Task goal → Pick out and copy each line below that contains the word "Write". Only matches in the same upper and lower case count.

Data to use →
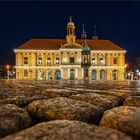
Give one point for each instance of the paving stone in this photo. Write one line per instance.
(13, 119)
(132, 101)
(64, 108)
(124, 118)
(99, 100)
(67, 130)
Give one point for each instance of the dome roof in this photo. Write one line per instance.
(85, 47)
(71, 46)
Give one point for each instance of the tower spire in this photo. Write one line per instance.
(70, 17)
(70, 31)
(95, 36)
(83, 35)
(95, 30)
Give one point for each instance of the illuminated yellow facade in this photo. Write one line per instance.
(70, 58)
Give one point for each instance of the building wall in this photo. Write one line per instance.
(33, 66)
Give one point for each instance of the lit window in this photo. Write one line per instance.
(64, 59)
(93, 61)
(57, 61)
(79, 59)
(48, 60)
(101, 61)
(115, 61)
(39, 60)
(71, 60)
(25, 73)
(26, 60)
--
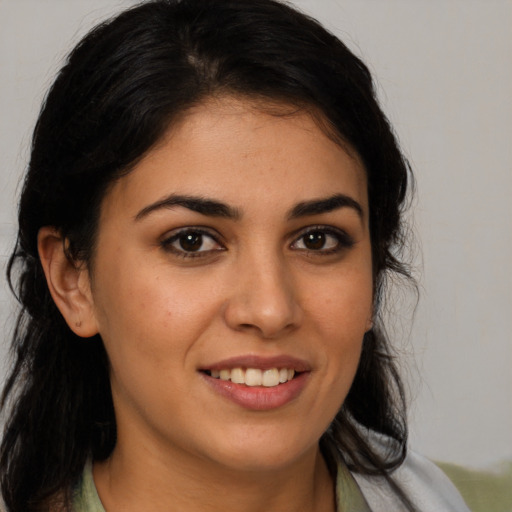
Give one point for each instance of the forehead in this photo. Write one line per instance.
--
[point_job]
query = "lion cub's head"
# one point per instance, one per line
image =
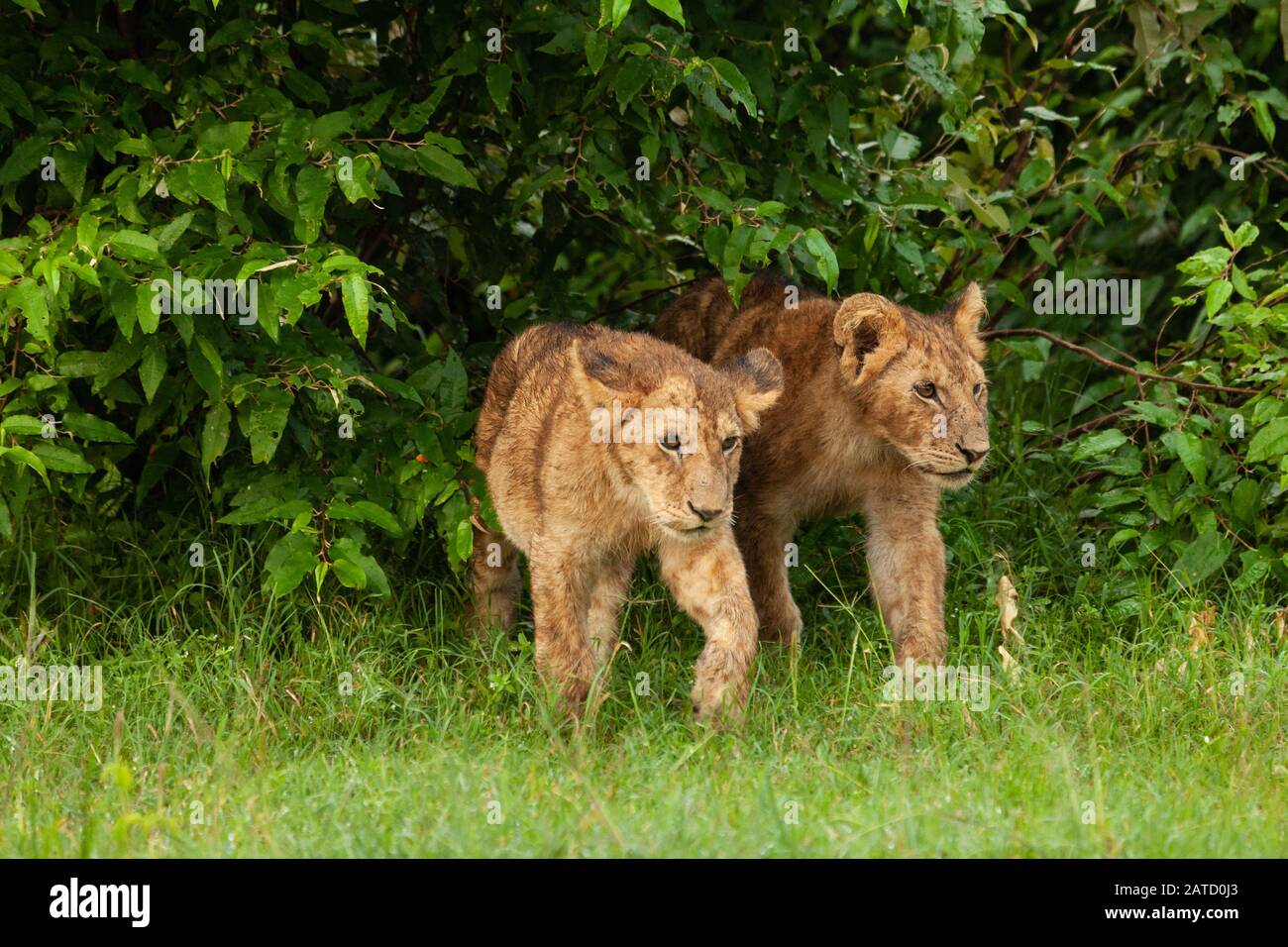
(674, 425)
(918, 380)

Answer to the task →
Give one point for each instance of the paving stone in this photo. Write one line per instance.
Give one point for each instance of the dome roof in this photo. Write one line per instance.
Give one point for each instance of the tower spire in this photo. Write one line per instance.
Give one point for each instance of the illuminated yellow facade in this photo. Write one line per instance.
Give one point for each instance of the building wall in this photo. Write one line per instance.
Give one point for each instance of the lit window in this photo. Write one line per instance.
Give one point for each instance of the forehead in this photo. Write one line per instance.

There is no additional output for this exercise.